▸ TO DO
Please give the listing again in full, leaving out its images.

▸ TASK INPUT
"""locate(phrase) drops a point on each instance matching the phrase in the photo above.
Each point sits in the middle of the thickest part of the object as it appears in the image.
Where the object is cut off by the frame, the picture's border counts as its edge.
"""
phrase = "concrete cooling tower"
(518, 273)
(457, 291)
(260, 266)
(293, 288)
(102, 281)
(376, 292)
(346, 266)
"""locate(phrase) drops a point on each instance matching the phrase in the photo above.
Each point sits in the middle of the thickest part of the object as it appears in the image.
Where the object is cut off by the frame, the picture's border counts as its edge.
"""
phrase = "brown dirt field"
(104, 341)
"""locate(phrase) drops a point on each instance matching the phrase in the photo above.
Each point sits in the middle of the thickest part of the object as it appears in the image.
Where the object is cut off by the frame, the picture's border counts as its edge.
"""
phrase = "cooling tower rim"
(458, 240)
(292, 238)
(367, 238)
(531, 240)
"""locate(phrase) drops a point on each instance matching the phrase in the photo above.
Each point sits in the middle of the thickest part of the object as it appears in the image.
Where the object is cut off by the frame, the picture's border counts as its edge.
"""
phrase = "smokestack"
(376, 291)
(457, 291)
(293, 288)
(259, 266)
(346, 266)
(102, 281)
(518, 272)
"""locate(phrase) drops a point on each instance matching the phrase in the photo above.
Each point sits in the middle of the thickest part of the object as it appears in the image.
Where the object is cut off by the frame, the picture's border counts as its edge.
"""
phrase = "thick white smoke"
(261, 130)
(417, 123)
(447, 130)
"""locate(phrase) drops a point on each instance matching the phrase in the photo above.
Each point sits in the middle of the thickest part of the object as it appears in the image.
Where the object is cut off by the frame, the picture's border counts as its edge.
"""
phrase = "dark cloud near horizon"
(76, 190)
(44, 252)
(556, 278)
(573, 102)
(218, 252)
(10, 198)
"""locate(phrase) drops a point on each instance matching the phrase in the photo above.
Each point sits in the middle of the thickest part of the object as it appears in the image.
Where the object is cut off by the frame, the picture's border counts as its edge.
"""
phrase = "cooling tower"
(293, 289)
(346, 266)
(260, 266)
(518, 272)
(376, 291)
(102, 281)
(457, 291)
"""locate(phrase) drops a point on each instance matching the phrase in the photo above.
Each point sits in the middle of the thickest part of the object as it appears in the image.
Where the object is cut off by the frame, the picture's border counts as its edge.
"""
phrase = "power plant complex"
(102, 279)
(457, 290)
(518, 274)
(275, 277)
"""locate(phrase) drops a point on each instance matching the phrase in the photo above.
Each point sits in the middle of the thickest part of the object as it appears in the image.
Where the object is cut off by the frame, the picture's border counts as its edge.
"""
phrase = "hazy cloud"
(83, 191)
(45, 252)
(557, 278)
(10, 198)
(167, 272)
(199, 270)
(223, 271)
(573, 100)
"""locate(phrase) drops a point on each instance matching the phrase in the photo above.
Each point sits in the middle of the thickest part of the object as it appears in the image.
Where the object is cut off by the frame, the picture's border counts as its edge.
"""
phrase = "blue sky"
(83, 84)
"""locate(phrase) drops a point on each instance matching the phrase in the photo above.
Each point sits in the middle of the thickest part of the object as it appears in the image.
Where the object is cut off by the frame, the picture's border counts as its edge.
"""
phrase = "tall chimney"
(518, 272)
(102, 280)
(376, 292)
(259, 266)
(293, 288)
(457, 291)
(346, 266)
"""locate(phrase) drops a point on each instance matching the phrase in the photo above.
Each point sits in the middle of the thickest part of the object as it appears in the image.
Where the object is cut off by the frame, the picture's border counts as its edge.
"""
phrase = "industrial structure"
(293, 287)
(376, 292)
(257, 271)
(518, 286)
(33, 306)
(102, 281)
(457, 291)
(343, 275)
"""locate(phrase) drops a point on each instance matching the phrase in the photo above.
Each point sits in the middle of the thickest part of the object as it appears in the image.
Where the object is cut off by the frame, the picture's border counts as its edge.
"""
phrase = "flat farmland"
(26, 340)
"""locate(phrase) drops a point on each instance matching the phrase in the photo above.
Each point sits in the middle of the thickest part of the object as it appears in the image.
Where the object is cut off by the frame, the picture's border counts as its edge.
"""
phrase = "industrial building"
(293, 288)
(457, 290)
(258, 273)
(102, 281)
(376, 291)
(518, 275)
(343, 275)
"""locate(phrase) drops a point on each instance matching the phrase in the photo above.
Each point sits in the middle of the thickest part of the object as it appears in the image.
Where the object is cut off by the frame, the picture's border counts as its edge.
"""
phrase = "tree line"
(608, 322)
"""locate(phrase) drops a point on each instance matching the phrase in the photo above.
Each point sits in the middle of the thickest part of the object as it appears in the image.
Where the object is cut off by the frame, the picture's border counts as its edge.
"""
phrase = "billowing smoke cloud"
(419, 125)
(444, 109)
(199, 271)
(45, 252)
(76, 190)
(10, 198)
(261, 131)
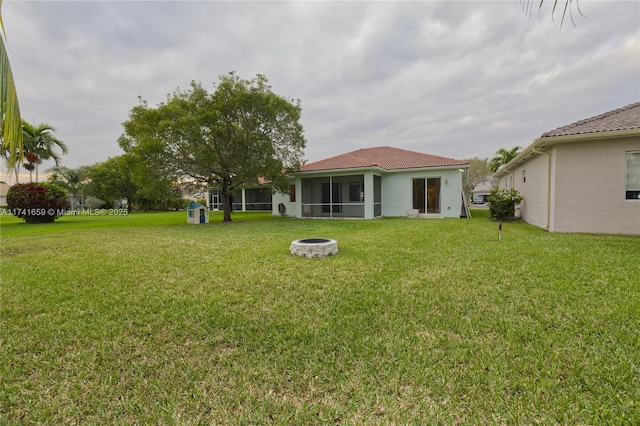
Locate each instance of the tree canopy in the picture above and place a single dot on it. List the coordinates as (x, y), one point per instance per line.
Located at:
(232, 137)
(10, 120)
(478, 172)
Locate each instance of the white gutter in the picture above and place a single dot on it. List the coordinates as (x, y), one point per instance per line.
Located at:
(548, 154)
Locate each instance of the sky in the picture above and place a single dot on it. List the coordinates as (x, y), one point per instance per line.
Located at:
(459, 79)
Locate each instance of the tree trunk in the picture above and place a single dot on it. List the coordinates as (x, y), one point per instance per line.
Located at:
(226, 200)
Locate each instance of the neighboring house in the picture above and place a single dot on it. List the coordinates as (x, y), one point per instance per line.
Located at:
(374, 182)
(582, 177)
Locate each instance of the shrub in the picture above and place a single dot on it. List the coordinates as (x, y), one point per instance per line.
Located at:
(502, 203)
(37, 202)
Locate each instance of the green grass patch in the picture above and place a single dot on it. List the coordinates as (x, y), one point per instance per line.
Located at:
(145, 319)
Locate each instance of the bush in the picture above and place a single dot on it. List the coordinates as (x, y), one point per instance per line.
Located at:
(37, 202)
(502, 203)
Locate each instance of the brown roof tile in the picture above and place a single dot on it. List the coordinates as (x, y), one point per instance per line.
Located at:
(384, 157)
(625, 118)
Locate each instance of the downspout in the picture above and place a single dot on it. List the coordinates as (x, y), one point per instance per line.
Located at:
(535, 151)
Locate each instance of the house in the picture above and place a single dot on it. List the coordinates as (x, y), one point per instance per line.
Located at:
(582, 177)
(248, 198)
(374, 182)
(197, 213)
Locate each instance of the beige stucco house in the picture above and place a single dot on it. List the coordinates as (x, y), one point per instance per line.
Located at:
(582, 177)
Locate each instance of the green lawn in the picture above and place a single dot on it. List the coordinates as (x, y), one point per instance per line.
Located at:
(145, 319)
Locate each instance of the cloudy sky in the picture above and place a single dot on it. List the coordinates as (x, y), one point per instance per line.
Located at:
(458, 78)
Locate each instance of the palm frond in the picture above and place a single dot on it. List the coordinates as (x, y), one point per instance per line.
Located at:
(10, 120)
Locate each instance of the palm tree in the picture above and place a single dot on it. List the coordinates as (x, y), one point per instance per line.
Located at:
(527, 6)
(10, 120)
(39, 144)
(503, 156)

▸ ANSWER SECTION
"""locate(phrase) drops a point on each instance matching the phrase in the photo above.
Each point sits in the middle of the thickest part of the object as it appears in the image.
Where the object is cut off by the frame, the picture's border counts as its edge.
"""
phrase = "concrete cooling tower"
(518, 273)
(457, 291)
(260, 266)
(293, 288)
(102, 281)
(376, 292)
(346, 266)
"""locate(phrase) drops a point on each instance matching the phrase in the photo above.
Each point sits in the middle of the thickest part of the object as it appears in the image.
Where the object is cut off by the frame, the picture's border counts as its edge.
"""
phrase = "brown dirt field"
(104, 341)
"""locate(phrase) drops a point on each instance matching the phrase in the photo above.
Each point sits in the middle of the thickest part of the object as it appears in the image.
Where the object is cut off by the frame, the picture's border counts as its edge.
"""
phrase = "cooling tower rim"
(458, 240)
(292, 238)
(367, 238)
(531, 240)
"""locate(phrase) drops a point on each instance matching the phrase in the photo above.
Each point sits in the middle of the thickest part of the object as it appears in the image.
Where the object is cut off by the frame, the picture's border counts as its edge.
"""
phrase = "smokestack"
(376, 291)
(457, 291)
(293, 288)
(259, 266)
(346, 266)
(102, 281)
(518, 272)
"""locate(phrase) drops a point on each instance matching the phrase in the photo above.
Each point sits in the middle of the thickest part of the object as it appears in the image.
Where the object is cut off by the frame, the picture's border counts as its edge.
"""
phrase = "thick white smoke"
(261, 130)
(417, 123)
(447, 130)
"""locate(phrase) drops a point on each instance matching the phrase in the photo above.
Each point sits in the middle of the thickest part of the object as it appears in the image.
Where the object is cut off by the frame, the picture's border counts as its edge.
"""
phrase = "dark cloud near horizon"
(76, 190)
(44, 252)
(556, 278)
(573, 102)
(218, 252)
(10, 198)
"""locate(phrase) drops a point on each instance matching the phrase in the photo above.
Each point sits in the middle of the thickest part of the object as it appears in the image.
Where the object is cut off by the frame, the picture's border counts as its edge.
"""
phrase = "cooling tower"
(293, 289)
(346, 266)
(260, 266)
(518, 272)
(376, 291)
(102, 281)
(457, 291)
"""locate(phrase) drops a point on each instance matching the phrase in the photo above.
Each point sits in the middle of the thickest part of the object as it appears in the image.
Where the object is cut off by the frame, the picture's border counts as its edge.
"""
phrase = "power plant complex"
(102, 279)
(457, 290)
(518, 274)
(275, 277)
"""locate(phrase) drops a point on each instance matching the phrase in the photo above.
Each point sits in the middle of the thickest part of the object as it appears in the image.
Where the object is cut off by the frame, the picture's border counts as its edge.
"""
phrase = "hazy cloud"
(83, 191)
(45, 252)
(557, 278)
(10, 198)
(167, 272)
(199, 270)
(223, 271)
(573, 100)
"""locate(phrase) drops a point on each instance matching the phrase in the photo above.
Each point sits in the middle of the thickest part of the object as it appears in the image.
Where the object is cut off by the frame, the picture's border counts as its edge.
"""
phrase = "blue sky"
(83, 84)
"""locate(phrase) drops a point on each instance matching the phrase in the photo above.
Each point sits in the middle of the thickest part of the object as it appears in the image.
Where the object is cut off by the frame, the picture's border counts as its edge.
"""
phrase = "tall chimney"
(518, 272)
(102, 280)
(376, 292)
(259, 266)
(293, 288)
(457, 291)
(346, 266)
"""locate(phrase) drops a point on each instance matching the phrase in the photo above.
Each point sits in the middle of the thickest part of the object as it appears in the image.
Where the object is cut off by the frame, the picture's border counts as its edge.
"""
phrase = "industrial structure"
(293, 287)
(376, 292)
(257, 271)
(518, 286)
(33, 306)
(102, 281)
(457, 291)
(343, 275)
"""locate(phrase) drops a point on each instance matching the phrase in the photo above.
Each point sits in the middle of the thickest part of the object as it appears in the image.
Where the object is cut off by the frame, the picture's border counts as its edge.
"""
phrase = "flat farmland"
(26, 340)
"""locate(phrase) drops a point on each instance matching the phrase in the photo above.
Each point sits in the middle of the thickest part of the object as it appears in the image.
Where the object is cut off by the frame, the picture's border counts as its edge.
"""
phrase = "industrial building"
(293, 288)
(457, 290)
(258, 273)
(102, 281)
(376, 291)
(518, 275)
(343, 275)
"""locate(phrase) drops a point on each instance matching the phrase in the photo above.
Each point sits in the middle of the thickest part of the object as it appears in the image.
Where the object is cut off by the frame, the picture's border counts as its edge.
"""
phrase = "tree line"
(608, 322)
"""locate(phrase) drops a point on each instance matching the phrase in the photo above.
Each point sits in the middle of the thickest part of the object as it appears in the image.
Where the object is cut off by the frame, the picture's border counts as its edge.
"""
phrase = "billowing smoke cloud"
(419, 125)
(444, 109)
(199, 271)
(45, 252)
(76, 190)
(10, 198)
(261, 131)
Locate each instance of the tree canopy in the picture above and place a single dot on it. List the coordinates as (x, y), one point per instance per line.
Located at:
(232, 137)
(10, 120)
(478, 172)
Locate each instance of the white gutter in the picture above and place a single dot on it. List the coordinates as (x, y), one point per instance per line.
Located at:
(548, 154)
Locate each instance of the sky in the picture above and place a single dot on it. List the coordinates as (x, y), one point per instance per line.
Located at:
(459, 79)
Locate each instance of the tree trunk in the picture above and place a single dot on it. List the coordinates as (x, y), one point per instance per line.
Located at:
(226, 200)
Locate each instance of the neighboring house in the picture above and place a single dot on it. List the coordinates as (x, y), one point per instance per line.
Located at:
(374, 182)
(582, 177)
Locate each instance of the shrub in the picture above and place a single dot on it. List the coordinates as (x, y), one point per instance per line.
Located at:
(502, 203)
(37, 202)
Locate each instance of the green grass patch in the picture above and place a single dot on it. List the coordinates as (x, y), one point per instance per line.
Located at:
(145, 319)
Locate each instance of the bush in the picture above and place a single dot on it. List the coordinates as (x, y), one point per instance per line.
Located at:
(37, 202)
(502, 203)
Locate each instance of the brown roof tile in the picture above and place a single dot on it. List the coordinates as (x, y), one point per instance per line.
Located at:
(384, 157)
(625, 118)
Locate each instance of the downspout in the picture above and place a single dot on it. List the coordinates as (x, y), one point per instance per line.
Located at:
(535, 151)
Locate each instance of the house in the picture above and place a single dot on it. List the coordinates as (x, y), one point per instance per line.
Located at:
(582, 177)
(248, 198)
(374, 182)
(197, 213)
Locate each instance of the beige stucco house in the picture above and place a single dot on it. List the coordinates as (x, y), one point per instance per line.
Located at:
(582, 177)
Locate each instance of the green lawn in the picture above and place a single dot on it. List the coordinates as (x, y), one point per instance per line.
Located at:
(145, 319)
Locate each instance of the cloudy sky in the picture above and place a single dot on it. List the coordinates as (x, y), one point per instance per line.
Located at:
(458, 78)
Locate each instance of the palm frond in the picture above and place a single dot on it. List the coordinates as (x, y), one point per instance per line.
Located at:
(10, 120)
Locate each instance of the palm tree in the picture above and place a single dot on it. List the coordinates as (x, y), one point per instance per line.
Located at:
(527, 6)
(10, 120)
(39, 144)
(503, 156)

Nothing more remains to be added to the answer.